> **Task input**:

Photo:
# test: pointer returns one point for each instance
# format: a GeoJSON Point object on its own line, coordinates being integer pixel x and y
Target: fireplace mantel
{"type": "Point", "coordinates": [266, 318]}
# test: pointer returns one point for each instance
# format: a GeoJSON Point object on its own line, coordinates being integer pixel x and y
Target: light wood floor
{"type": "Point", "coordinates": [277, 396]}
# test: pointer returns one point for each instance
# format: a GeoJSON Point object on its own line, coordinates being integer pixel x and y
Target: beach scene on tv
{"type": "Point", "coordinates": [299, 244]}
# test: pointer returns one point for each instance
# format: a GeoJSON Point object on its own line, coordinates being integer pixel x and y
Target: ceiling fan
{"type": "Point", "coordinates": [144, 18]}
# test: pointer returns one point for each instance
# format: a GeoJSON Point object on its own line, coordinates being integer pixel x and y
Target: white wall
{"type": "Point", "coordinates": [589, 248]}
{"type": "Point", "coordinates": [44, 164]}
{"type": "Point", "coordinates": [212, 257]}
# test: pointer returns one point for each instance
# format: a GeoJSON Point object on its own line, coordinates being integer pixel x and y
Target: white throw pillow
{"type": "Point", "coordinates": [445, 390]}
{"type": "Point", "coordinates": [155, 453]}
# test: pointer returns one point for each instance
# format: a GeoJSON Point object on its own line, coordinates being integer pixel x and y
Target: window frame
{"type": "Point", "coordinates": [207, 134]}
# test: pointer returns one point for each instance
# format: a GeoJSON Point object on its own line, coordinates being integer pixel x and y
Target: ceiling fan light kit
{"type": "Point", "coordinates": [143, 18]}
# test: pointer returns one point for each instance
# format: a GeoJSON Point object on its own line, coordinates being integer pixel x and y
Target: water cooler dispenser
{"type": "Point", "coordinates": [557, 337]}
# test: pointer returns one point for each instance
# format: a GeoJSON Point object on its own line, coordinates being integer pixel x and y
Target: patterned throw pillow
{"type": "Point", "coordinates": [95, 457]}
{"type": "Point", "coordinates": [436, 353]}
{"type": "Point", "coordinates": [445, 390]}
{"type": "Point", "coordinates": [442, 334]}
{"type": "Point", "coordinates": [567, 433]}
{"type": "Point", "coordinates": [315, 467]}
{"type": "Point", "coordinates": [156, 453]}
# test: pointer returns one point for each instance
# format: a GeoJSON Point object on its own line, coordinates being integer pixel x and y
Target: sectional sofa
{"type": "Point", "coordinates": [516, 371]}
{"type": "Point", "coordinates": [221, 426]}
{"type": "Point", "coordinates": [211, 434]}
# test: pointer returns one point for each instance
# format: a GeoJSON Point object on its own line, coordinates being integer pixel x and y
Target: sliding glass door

> **Aim**: Repeat each record in full; every line must match exactly.

> **Output for this exercise**:
Photo:
# test: pointer returns one point for each instance
# format: a GeoJSON Point object on its own line, coordinates being integer pixel x and y
Target: fireplace mantel
{"type": "Point", "coordinates": [266, 318]}
# test: pointer returns one point for each instance
# format: a GeoJSON Point object on its own line, coordinates being integer pixel x and y
Target: light wood floor
{"type": "Point", "coordinates": [277, 396]}
# test: pointer returns one point for each instance
# format: a GeoJSON Point object on its own line, coordinates being integer pixel x and y
Target: beach scene on tv
{"type": "Point", "coordinates": [299, 244]}
# test: pointer returns one point for each instance
# format: a GeoJSON Point object on its own line, coordinates being integer pixel x and y
Target: ceiling fan
{"type": "Point", "coordinates": [144, 18]}
# test: pointer returns one point for each instance
# format: a GeoJSON Point object on its own line, coordinates being integer pixel x and y
Target: white wall
{"type": "Point", "coordinates": [589, 248]}
{"type": "Point", "coordinates": [44, 164]}
{"type": "Point", "coordinates": [212, 257]}
# test: pointer returns one point for each instance
# format: a GeoJSON Point object on its own line, coordinates being integer pixel x and y
Target: white throw pillow
{"type": "Point", "coordinates": [445, 390]}
{"type": "Point", "coordinates": [155, 453]}
# test: pointer returns one point for each instance
# format: a GeoJSON Point object on its own line, coordinates being integer pixel x and y
Target: window frame
{"type": "Point", "coordinates": [207, 134]}
# test: pointer returns one point for each instance
# format: a GeoJSON Point object on its own line, coordinates being integer pixel x and y
Target: ceiling fan light kit
{"type": "Point", "coordinates": [143, 18]}
# test: pointer returns one point for each instance
# format: a GeoJSON Point object on its own line, coordinates being integer pixel x and y
Target: water cooler dispenser
{"type": "Point", "coordinates": [557, 337]}
# test: pointer returns one point for each instance
# format: a GeoJSON Point object on its own line, coordinates being integer pixel x and y
Target: patterned throw pillow
{"type": "Point", "coordinates": [95, 457]}
{"type": "Point", "coordinates": [436, 353]}
{"type": "Point", "coordinates": [445, 390]}
{"type": "Point", "coordinates": [442, 334]}
{"type": "Point", "coordinates": [567, 433]}
{"type": "Point", "coordinates": [315, 467]}
{"type": "Point", "coordinates": [156, 453]}
# test: pointer returns one point for each instance
# format: a GeoJSON Point object on its own line, coordinates being integer pixel x and y
Target: sectional sofa
{"type": "Point", "coordinates": [516, 371]}
{"type": "Point", "coordinates": [221, 426]}
{"type": "Point", "coordinates": [211, 434]}
# test: pointer returns one point for each instance
# format: a GeoJSON Point object on its own line, coordinates being integer pixel x and y
Target: sliding glass door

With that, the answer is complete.